**THE EXERCISE**
Pick out each line in the material that contains the string "handle". Case counts.

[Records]

________________________

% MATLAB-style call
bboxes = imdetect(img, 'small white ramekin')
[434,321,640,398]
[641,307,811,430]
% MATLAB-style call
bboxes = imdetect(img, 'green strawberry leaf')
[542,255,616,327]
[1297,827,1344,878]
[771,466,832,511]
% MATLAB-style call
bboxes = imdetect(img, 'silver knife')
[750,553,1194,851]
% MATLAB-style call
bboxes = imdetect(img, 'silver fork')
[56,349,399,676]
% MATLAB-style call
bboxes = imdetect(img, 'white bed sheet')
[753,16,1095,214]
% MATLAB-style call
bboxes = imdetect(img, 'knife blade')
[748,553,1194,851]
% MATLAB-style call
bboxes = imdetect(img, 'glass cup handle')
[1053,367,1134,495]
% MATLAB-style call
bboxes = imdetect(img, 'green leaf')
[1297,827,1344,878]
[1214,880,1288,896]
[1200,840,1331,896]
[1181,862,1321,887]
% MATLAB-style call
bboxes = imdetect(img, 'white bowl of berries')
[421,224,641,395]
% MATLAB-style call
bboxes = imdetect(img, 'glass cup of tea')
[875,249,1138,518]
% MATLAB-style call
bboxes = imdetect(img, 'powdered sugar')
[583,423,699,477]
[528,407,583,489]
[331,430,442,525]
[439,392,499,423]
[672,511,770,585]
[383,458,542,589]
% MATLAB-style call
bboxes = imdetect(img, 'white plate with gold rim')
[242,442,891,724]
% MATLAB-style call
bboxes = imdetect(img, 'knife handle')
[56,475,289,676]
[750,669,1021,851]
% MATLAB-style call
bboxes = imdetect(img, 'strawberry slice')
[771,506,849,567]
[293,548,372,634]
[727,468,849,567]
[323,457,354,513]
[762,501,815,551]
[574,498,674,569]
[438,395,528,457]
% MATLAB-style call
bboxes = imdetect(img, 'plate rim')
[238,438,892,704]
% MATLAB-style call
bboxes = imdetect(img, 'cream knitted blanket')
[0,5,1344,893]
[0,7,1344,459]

________________________

**THE RESULT**
bboxes = imdetect(img, 'glass cup handle')
bboxes = imdetect(img, 'knife handle')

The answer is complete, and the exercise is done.